> _Task goal_
Copy these lines without any changes.

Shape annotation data
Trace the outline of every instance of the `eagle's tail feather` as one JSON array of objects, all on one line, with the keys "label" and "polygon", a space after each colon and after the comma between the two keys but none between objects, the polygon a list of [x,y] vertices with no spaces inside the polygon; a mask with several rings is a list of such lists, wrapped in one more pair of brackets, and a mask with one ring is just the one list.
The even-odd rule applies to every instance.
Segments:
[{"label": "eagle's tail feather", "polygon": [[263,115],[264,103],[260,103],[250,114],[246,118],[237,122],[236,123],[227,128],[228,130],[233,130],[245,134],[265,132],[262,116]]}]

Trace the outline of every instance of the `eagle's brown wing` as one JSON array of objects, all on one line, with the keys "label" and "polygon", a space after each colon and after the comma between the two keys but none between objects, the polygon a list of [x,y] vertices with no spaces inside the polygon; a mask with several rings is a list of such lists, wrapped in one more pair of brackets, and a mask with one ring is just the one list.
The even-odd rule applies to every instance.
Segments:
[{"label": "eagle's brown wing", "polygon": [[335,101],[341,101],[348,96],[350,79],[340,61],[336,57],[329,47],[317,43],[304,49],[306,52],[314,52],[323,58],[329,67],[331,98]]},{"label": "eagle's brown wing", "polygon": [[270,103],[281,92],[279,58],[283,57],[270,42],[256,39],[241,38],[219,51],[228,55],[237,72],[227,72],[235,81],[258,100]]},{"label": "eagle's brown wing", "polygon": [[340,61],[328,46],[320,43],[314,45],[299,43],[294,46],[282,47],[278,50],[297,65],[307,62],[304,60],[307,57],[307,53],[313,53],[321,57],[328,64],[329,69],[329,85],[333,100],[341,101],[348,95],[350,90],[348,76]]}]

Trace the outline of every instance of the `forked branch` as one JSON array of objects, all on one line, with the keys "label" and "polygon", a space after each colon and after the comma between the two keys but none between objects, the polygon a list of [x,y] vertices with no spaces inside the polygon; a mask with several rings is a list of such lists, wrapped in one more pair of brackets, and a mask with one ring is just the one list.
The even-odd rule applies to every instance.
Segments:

> _Solution for this problem_
Trace the outline of every instance of the `eagle's tail feather` as one JSON array of objects, all on one line, with the keys "label" and "polygon", a space after each colon and after the comma between the two keys but none between objects, the polygon a list of [x,y] vertices with no spaces inside the polygon; a mask with several rings is a list of such lists, wrapped in one more pair of brackets, and a mask with one ring is just the one list.
The even-odd rule applies to every instance.
Segments:
[{"label": "eagle's tail feather", "polygon": [[263,115],[264,103],[260,103],[250,114],[246,118],[237,122],[236,123],[227,128],[228,130],[233,130],[245,134],[265,132],[262,116]]}]

Trace the outline of every instance of the `eagle's brown wing` as one JSON array of objects, all on one line, with the keys "label" and "polygon", a space after each colon and after the comma between the two keys but none between objects, the polygon a list of [x,y] vertices with no spaces inside the polygon; a mask with several rings is a list of such lists, wrapped in one more pair of brackets, and a mask with one ring is just the one list.
The even-odd rule applies to every instance.
Segments:
[{"label": "eagle's brown wing", "polygon": [[335,101],[341,101],[348,96],[350,79],[340,61],[336,57],[329,47],[317,43],[304,49],[306,52],[314,52],[323,58],[329,67],[331,98]]},{"label": "eagle's brown wing", "polygon": [[270,103],[281,92],[279,58],[283,57],[270,42],[256,39],[241,38],[219,51],[228,55],[237,72],[227,72],[235,81],[258,100]]},{"label": "eagle's brown wing", "polygon": [[340,61],[328,46],[320,43],[314,45],[299,43],[294,46],[282,47],[278,50],[297,65],[307,62],[304,60],[307,57],[307,53],[313,53],[321,57],[328,64],[329,69],[329,85],[333,100],[341,101],[348,95],[350,90],[348,76]]}]

Trace the outline of every instance of the `forked branch` as one JSON array of objects, all on one line, with the keys "label" and "polygon", a space after each colon and after the comma between the two keys but none between objects, the polygon a list of [x,y] vertices with no spaces inside the polygon; a mask with several rings is a list of such lists, wrapped in one more pair of brackets, and a mask with one ring is just the one list.
The even-odd rule applies to every instance.
Segments:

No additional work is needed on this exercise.